What you need to do
Using the line with "box: [303, 309, 318, 343]" as your starting point, transcribe it and each line beneath it word for word until the records run out, without pictures.

Extracted records
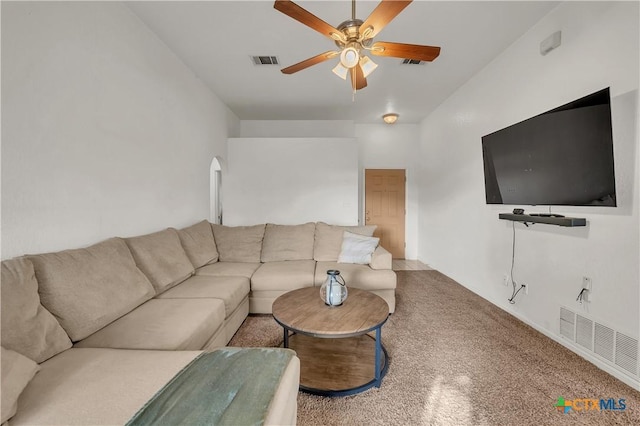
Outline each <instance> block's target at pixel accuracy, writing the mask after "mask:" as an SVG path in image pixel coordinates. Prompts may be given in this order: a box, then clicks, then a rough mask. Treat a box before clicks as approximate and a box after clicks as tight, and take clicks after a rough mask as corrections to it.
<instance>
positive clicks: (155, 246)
mask: <svg viewBox="0 0 640 426" xmlns="http://www.w3.org/2000/svg"><path fill="white" fill-rule="evenodd" d="M126 241H127V245H128V246H129V249H130V250H131V254H133V258H134V259H135V261H136V265H138V268H140V270H141V271H142V272H144V274H145V275H146V276H147V278H149V281H151V284H153V288H155V290H156V293H162V292H163V291H165V290H168V289H170V288H171V287H173V286H174V285H176V284H178V283H181V282H182V281H184V280H186V279H187V278H189V277H190V276H191V275H193V273H194V268H193V265H192V264H191V261H190V260H189V258H188V257H187V253H185V251H184V249H183V248H182V244H180V238H179V237H178V231H176V230H175V229H173V228H168V229H165V230H164V231H158V232H154V233H152V234H147V235H140V236H138V237H131V238H127V239H126Z"/></svg>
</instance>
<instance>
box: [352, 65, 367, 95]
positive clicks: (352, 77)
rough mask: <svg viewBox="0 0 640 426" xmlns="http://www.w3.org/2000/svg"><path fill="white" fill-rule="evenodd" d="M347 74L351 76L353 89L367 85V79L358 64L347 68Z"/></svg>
mask: <svg viewBox="0 0 640 426" xmlns="http://www.w3.org/2000/svg"><path fill="white" fill-rule="evenodd" d="M349 75H350V77H351V86H353V89H354V90H360V89H364V88H365V87H367V79H366V78H364V73H363V72H362V68H361V67H360V65H359V64H358V65H356V66H355V67H353V68H349Z"/></svg>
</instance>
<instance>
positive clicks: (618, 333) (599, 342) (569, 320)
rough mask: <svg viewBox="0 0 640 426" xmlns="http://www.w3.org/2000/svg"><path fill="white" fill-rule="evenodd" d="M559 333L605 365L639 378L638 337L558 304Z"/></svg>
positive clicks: (639, 374)
mask: <svg viewBox="0 0 640 426" xmlns="http://www.w3.org/2000/svg"><path fill="white" fill-rule="evenodd" d="M560 335H561V336H562V337H564V338H566V339H568V340H570V341H571V342H573V343H576V344H578V345H580V346H581V347H582V348H584V349H586V350H587V351H588V352H591V353H594V354H596V355H597V356H598V357H599V358H601V359H603V360H605V361H606V362H607V364H610V365H612V366H614V367H616V368H617V369H619V370H621V371H624V372H625V373H627V374H629V375H631V376H632V377H636V378H637V377H640V371H639V370H638V368H639V365H638V339H635V338H633V337H631V336H627V335H626V334H624V333H621V332H619V331H617V330H614V329H613V328H611V327H608V326H606V325H603V324H601V323H599V322H597V321H596V320H593V319H591V318H588V317H587V316H585V315H582V314H577V313H575V312H573V311H572V310H570V309H567V308H565V307H560Z"/></svg>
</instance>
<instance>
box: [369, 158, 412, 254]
mask: <svg viewBox="0 0 640 426" xmlns="http://www.w3.org/2000/svg"><path fill="white" fill-rule="evenodd" d="M405 186H406V174H405V170H396V169H366V170H365V171H364V188H365V191H364V192H365V195H364V196H365V203H364V204H365V224H367V225H378V228H377V229H376V232H375V234H374V236H376V237H379V238H380V245H381V246H382V247H384V248H385V249H387V250H388V251H389V252H391V254H392V255H393V258H394V259H404V249H405V238H404V237H405V235H404V232H405V228H404V227H405V215H406V210H405Z"/></svg>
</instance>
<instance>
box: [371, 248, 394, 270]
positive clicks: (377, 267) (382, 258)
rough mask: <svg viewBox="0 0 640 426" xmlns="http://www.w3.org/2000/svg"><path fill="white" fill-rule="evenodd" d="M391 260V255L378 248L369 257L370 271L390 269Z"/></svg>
mask: <svg viewBox="0 0 640 426" xmlns="http://www.w3.org/2000/svg"><path fill="white" fill-rule="evenodd" d="M392 259H393V257H392V256H391V253H389V252H388V251H387V250H386V249H385V248H384V247H382V246H378V247H376V249H375V251H374V252H373V254H372V255H371V263H369V266H370V267H371V269H391V268H392Z"/></svg>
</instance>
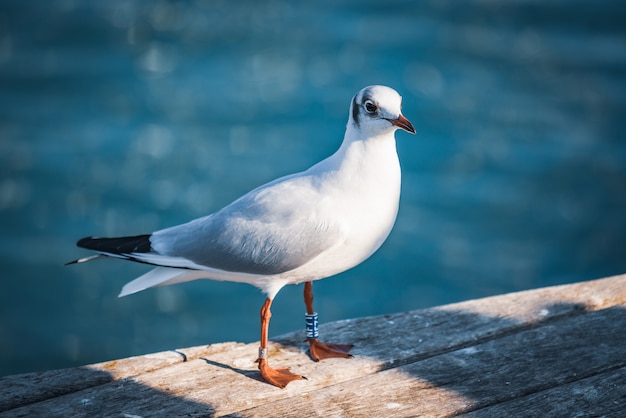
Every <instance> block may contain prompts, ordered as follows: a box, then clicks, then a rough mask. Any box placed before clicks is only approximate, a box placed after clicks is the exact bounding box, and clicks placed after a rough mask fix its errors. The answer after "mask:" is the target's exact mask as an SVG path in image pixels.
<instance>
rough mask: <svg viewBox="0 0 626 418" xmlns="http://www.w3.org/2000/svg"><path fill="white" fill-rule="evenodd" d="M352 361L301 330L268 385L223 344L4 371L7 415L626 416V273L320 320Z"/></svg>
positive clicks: (277, 354)
mask: <svg viewBox="0 0 626 418" xmlns="http://www.w3.org/2000/svg"><path fill="white" fill-rule="evenodd" d="M320 334H321V337H323V338H322V339H323V340H327V341H332V342H336V343H353V344H355V348H354V349H353V354H354V355H355V358H353V359H350V360H342V359H332V360H326V361H324V362H321V363H314V362H312V361H311V360H310V359H309V357H308V356H307V355H306V347H305V345H304V344H303V341H302V340H303V335H302V332H298V333H292V334H288V335H285V336H282V337H278V338H274V339H273V340H274V343H273V344H272V345H271V350H270V360H271V364H272V365H273V366H276V367H280V366H285V367H290V368H291V369H292V370H293V371H295V372H298V373H302V374H304V375H305V376H307V377H308V379H309V380H307V381H296V382H293V383H291V384H290V385H289V386H288V387H287V388H286V389H277V388H275V387H273V386H270V385H268V384H266V383H264V382H262V381H261V380H260V377H259V374H258V372H257V370H256V364H255V363H254V360H255V358H256V355H257V346H258V344H256V343H255V344H238V343H223V344H214V345H210V346H202V347H194V348H188V349H180V350H172V351H170V352H163V353H157V354H150V355H146V356H140V357H134V358H128V359H122V360H116V361H111V362H106V363H100V364H95V365H90V366H85V367H80V368H75V369H67V370H55V371H48V372H43V373H31V374H25V375H16V376H8V377H4V378H0V417H4V416H7V417H8V416H48V417H55V416H58V417H60V416H73V417H75V416H85V417H87V416H88V417H92V416H224V415H227V416H240V417H253V416H258V417H266V416H324V417H326V416H368V417H370V416H456V415H466V416H471V417H501V416H506V415H509V416H624V414H625V412H624V411H626V275H622V276H616V277H611V278H607V279H602V280H595V281H590V282H584V283H577V284H572V285H565V286H556V287H549V288H544V289H537V290H531V291H526V292H519V293H512V294H507V295H502V296H496V297H491V298H485V299H478V300H473V301H468V302H463V303H457V304H452V305H446V306H442V307H437V308H431V309H424V310H417V311H411V312H405V313H401V314H394V315H385V316H379V317H370V318H362V319H356V320H347V321H340V322H335V323H331V324H326V325H322V326H321V327H320Z"/></svg>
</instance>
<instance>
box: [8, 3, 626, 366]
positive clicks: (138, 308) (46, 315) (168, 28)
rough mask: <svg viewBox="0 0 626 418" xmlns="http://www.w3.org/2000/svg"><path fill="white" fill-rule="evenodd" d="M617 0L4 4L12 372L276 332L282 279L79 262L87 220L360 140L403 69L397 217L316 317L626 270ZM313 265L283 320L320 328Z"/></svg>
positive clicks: (234, 338)
mask: <svg viewBox="0 0 626 418" xmlns="http://www.w3.org/2000/svg"><path fill="white" fill-rule="evenodd" d="M625 9H626V8H625V7H624V6H623V3H622V2H617V1H604V2H591V1H552V2H549V4H548V2H538V1H528V2H509V1H489V2H484V1H478V0H477V1H465V2H455V1H439V0H437V1H431V2H381V1H376V0H359V1H341V2H336V1H333V2H330V1H322V2H306V3H302V4H298V5H295V4H279V3H277V2H268V3H265V2H256V1H248V2H200V1H197V2H138V1H128V0H115V1H107V2H80V1H71V0H68V1H58V2H49V1H44V0H40V1H30V2H27V3H25V2H21V1H3V2H1V3H0V274H1V276H0V354H1V355H0V375H4V374H12V373H20V372H28V371H35V370H42V369H50V368H60V367H68V366H73V365H80V364H85V363H91V362H97V361H104V360H108V359H113V358H119V357H126V356H131V355H137V354H144V353H147V352H154V351H161V350H168V349H173V348H177V347H186V346H194V345H201V344H209V343H215V342H220V341H231V340H236V341H244V342H250V341H254V340H257V339H258V333H259V330H258V311H259V309H260V307H261V304H262V302H263V298H264V296H263V295H262V294H261V293H260V292H259V291H258V290H256V289H255V288H253V287H251V286H247V285H242V284H232V283H220V282H212V281H198V282H192V283H186V284H182V285H177V286H172V287H166V288H160V289H153V290H149V291H146V292H142V293H140V294H137V295H133V296H130V297H127V298H123V299H118V298H117V294H118V292H119V290H120V289H121V287H122V285H123V284H124V283H126V282H127V281H129V280H131V279H133V278H135V277H136V276H138V275H140V274H142V273H143V272H145V271H147V269H148V267H146V266H141V265H134V264H132V263H125V262H121V261H111V260H107V262H104V261H103V262H94V263H90V264H86V265H78V266H71V267H63V263H64V262H66V261H69V260H71V259H74V258H77V257H81V256H84V255H86V254H87V252H84V251H81V250H80V249H78V248H76V247H75V246H74V243H75V241H76V240H77V239H78V238H81V237H83V236H87V235H126V234H139V233H146V232H150V231H152V230H154V229H159V228H163V227H166V226H171V225H175V224H177V223H180V222H185V221H187V220H190V219H193V218H195V217H199V216H203V215H206V214H208V213H210V212H212V211H215V210H217V209H219V208H221V207H222V206H223V205H225V204H227V203H229V202H230V201H231V200H233V199H235V198H237V197H238V196H240V195H241V194H243V193H245V192H246V191H248V190H250V189H252V188H254V187H256V186H258V185H260V184H262V183H264V182H266V181H268V180H271V179H273V178H275V177H278V176H281V175H284V174H288V173H291V172H294V171H300V170H303V169H305V168H307V167H308V166H310V165H312V164H313V163H315V162H317V161H318V160H320V159H322V158H324V157H326V156H328V155H329V154H331V153H332V152H333V151H334V150H335V149H336V148H337V147H338V146H339V143H340V141H341V138H342V135H343V130H344V126H345V123H346V120H347V117H348V107H349V103H350V99H351V97H352V95H354V94H355V93H356V92H357V91H358V90H359V89H360V88H362V87H364V86H366V85H369V84H386V85H389V86H392V87H394V88H395V89H396V90H398V91H399V92H400V93H401V94H402V95H403V97H404V114H405V116H407V117H408V118H409V119H410V120H411V121H412V122H413V124H414V125H415V126H416V128H417V131H418V133H417V135H416V136H411V135H408V134H406V133H404V132H398V133H397V135H396V136H397V140H398V141H397V142H398V145H397V146H398V153H399V155H400V160H401V164H402V168H403V190H402V200H401V205H400V213H399V216H398V220H397V224H396V227H395V229H394V231H393V232H392V234H391V236H390V237H389V239H388V240H387V242H386V243H385V244H384V245H383V247H382V248H381V249H380V251H379V252H377V253H376V254H375V255H374V256H373V257H372V258H371V259H369V260H368V261H367V262H365V263H363V264H362V265H361V266H359V267H357V268H355V269H353V270H351V271H349V272H346V273H344V274H341V275H340V276H337V277H335V278H333V279H331V280H325V281H321V282H316V284H315V285H314V288H315V291H316V309H317V310H318V312H319V313H320V321H322V322H324V321H332V320H337V319H341V318H351V317H359V316H366V315H376V314H383V313H390V312H399V311H405V310H409V309H417V308H423V307H428V306H434V305H439V304H444V303H449V302H455V301H460V300H465V299H472V298H478V297H482V296H487V295H493V294H500V293H504V292H511V291H517V290H523V289H530V288H536V287H541V286H547V285H553V284H560V283H571V282H576V281H581V280H589V279H594V278H599V277H603V276H607V275H612V274H619V273H624V272H626V141H625V140H624V132H625V128H626V122H625V120H626V29H625V28H626V26H625V25H624V22H625V21H626V12H625ZM301 292H302V287H301V286H291V287H289V288H285V289H283V290H282V291H281V293H280V294H279V295H278V298H277V300H276V302H275V305H274V308H273V312H274V317H273V319H272V325H271V330H270V336H272V335H277V334H280V333H284V332H288V331H292V330H297V329H303V324H304V319H303V315H302V313H303V312H304V306H303V303H302V295H301Z"/></svg>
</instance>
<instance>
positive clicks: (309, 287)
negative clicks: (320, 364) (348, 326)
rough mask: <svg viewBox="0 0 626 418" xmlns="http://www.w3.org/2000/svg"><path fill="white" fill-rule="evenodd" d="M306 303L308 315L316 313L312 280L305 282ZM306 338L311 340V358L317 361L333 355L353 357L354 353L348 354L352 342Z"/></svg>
mask: <svg viewBox="0 0 626 418" xmlns="http://www.w3.org/2000/svg"><path fill="white" fill-rule="evenodd" d="M304 304H305V305H306V313H307V314H308V315H313V314H315V311H314V310H313V285H312V284H311V282H306V283H305V284H304ZM306 340H307V341H308V342H309V346H310V352H311V358H312V359H313V360H315V361H320V360H324V359H327V358H333V357H341V358H352V355H350V354H348V352H349V351H350V349H351V348H352V347H353V345H352V344H324V343H321V342H319V341H318V339H317V338H307V339H306Z"/></svg>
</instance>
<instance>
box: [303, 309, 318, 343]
mask: <svg viewBox="0 0 626 418" xmlns="http://www.w3.org/2000/svg"><path fill="white" fill-rule="evenodd" d="M304 318H305V320H306V337H307V338H317V337H318V336H319V335H320V333H319V330H318V329H317V325H318V322H317V312H316V313H314V314H310V315H309V314H305V315H304Z"/></svg>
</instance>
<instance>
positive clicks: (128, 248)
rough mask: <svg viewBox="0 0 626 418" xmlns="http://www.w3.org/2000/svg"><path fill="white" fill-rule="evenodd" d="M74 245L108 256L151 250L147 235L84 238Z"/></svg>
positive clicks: (131, 253) (134, 252)
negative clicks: (111, 254)
mask: <svg viewBox="0 0 626 418" xmlns="http://www.w3.org/2000/svg"><path fill="white" fill-rule="evenodd" d="M76 245H77V246H79V247H81V248H85V249H87V250H92V251H98V252H102V253H108V254H132V253H147V252H150V251H151V250H152V248H151V246H150V235H149V234H146V235H135V236H132V237H118V238H96V237H86V238H83V239H80V240H78V242H77V243H76Z"/></svg>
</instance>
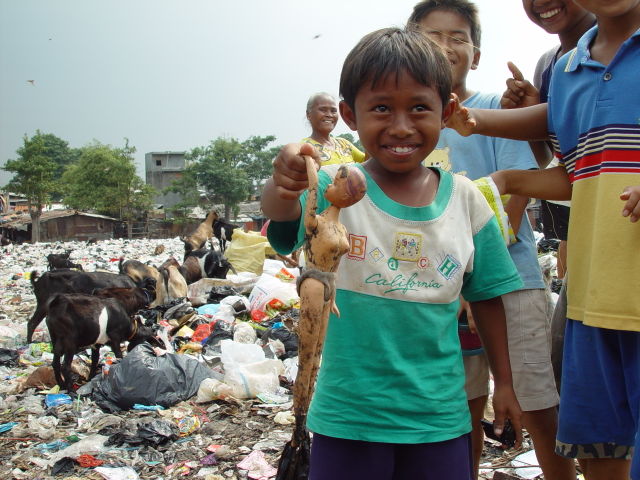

Finished task
box: [303, 309, 318, 343]
mask: <svg viewBox="0 0 626 418" xmlns="http://www.w3.org/2000/svg"><path fill="white" fill-rule="evenodd" d="M304 318H305V320H306V337H307V338H317V337H318V336H319V335H320V333H319V330H318V329H317V325H318V322H317V312H316V313H314V314H310V315H309V314H305V315H304Z"/></svg>
</instance>
<instance>
positive clicks: (128, 248)
rough mask: <svg viewBox="0 0 626 418" xmlns="http://www.w3.org/2000/svg"><path fill="white" fill-rule="evenodd" d="M74 245L108 256L151 250L147 235L84 238Z"/></svg>
positive clicks: (131, 253) (134, 252)
negative clicks: (111, 254)
mask: <svg viewBox="0 0 626 418" xmlns="http://www.w3.org/2000/svg"><path fill="white" fill-rule="evenodd" d="M76 245H77V246H79V247H81V248H85V249H87V250H92V251H98V252H102V253H108V254H132V253H147V252H150V251H151V250H152V248H151V246H150V235H149V234H146V235H135V236H132V237H118V238H96V237H86V238H83V239H80V240H78V242H77V243H76Z"/></svg>
</instance>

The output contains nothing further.